▶ [Work to do]
Please rewrite the rows below, swapping "single pin" for "single dot" everywhere it occurs and changing nothing else.

▶ [Record extracts]
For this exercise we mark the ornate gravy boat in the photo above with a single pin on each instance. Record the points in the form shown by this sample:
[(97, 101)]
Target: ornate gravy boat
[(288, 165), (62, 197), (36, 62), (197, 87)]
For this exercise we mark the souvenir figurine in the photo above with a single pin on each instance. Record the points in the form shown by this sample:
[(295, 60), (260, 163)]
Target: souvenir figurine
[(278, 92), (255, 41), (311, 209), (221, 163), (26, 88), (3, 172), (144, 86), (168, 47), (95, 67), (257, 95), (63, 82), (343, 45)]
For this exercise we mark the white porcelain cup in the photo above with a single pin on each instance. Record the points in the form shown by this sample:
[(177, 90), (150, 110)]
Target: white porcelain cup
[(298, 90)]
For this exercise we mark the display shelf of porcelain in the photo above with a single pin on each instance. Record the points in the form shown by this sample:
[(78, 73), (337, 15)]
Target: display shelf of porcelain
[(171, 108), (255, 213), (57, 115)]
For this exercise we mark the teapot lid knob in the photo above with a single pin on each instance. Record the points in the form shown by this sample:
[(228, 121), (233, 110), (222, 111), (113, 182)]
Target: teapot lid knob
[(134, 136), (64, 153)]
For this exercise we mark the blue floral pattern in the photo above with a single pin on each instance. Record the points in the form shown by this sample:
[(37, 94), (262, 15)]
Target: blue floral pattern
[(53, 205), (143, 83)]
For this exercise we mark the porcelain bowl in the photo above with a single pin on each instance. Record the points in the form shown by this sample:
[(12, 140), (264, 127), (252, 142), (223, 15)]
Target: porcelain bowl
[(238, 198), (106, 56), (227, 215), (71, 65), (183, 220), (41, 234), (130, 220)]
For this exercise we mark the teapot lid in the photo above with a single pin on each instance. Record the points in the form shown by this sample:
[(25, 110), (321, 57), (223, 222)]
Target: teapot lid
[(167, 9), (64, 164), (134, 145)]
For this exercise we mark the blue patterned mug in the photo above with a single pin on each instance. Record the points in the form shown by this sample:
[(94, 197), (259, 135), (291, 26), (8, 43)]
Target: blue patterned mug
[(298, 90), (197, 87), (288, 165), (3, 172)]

▶ [Task solution]
For this exercise we mark the ornate gravy boat in the photo above with a single dot on each instance. Record the points in the form shown by this sample:
[(97, 101)]
Target: ornate gravy boat
[(288, 165), (62, 197), (36, 62), (197, 87)]
For this exercise we mark the souvenir figurine in the photo above with a single dot on each instance. Record the points in the form shown by this sample:
[(295, 60), (260, 163)]
Target: souvenir figurine
[(278, 92), (255, 41), (311, 209), (221, 163), (26, 88), (3, 172), (144, 86), (168, 47), (95, 67), (257, 95), (63, 82), (343, 45)]
For this exercise we mark the white porcelain cup in the photo above with a single dot on each instance. Record the points in the form shown by this sample:
[(177, 90), (150, 110)]
Target: white porcelain cup
[(298, 90)]
For this exercise we mark the display shelf of porcelain in the photo above with a single dot on each instance. Record the points in the form shown by this sample:
[(78, 73), (337, 15)]
Target: display shelf of porcelain
[(171, 108), (255, 213), (57, 115)]
For this exercise we mark the teapot lid knob in the photo above with a single dot on each instance. Record the points in the form shown by this sample:
[(228, 121), (233, 110), (222, 111), (113, 182)]
Target: teapot lid knob
[(134, 136), (64, 153)]
For this exercise we mark the blue floral pattern in the photo above with a single dot on each instance. Record the points in the form shown by this sample:
[(37, 94), (262, 15)]
Target: blue floral pattern
[(53, 205), (143, 83)]
For this exercise we mark the porcelain bowl in the photo above with a single dot on each instance. Record the points in the form shown by this sample:
[(12, 140), (264, 127), (252, 142), (223, 15)]
Target: porcelain bowl
[(238, 198), (106, 56), (227, 215), (71, 65), (183, 220), (41, 234), (130, 220)]
For this exercise we mark the teapot lid in the photo above with a single dot on each instance. Record the points in the form shown by this sample:
[(25, 110), (321, 57), (223, 222)]
Target: teapot lid
[(167, 9), (64, 164), (134, 145)]
For this exercise we mark the blue patterned mug in the photo above with a single dot on each instance. Record the points in the form shown by this sample:
[(94, 197), (259, 135), (291, 26), (8, 43)]
Target: blue patterned mug
[(298, 90), (197, 87), (288, 165), (3, 172)]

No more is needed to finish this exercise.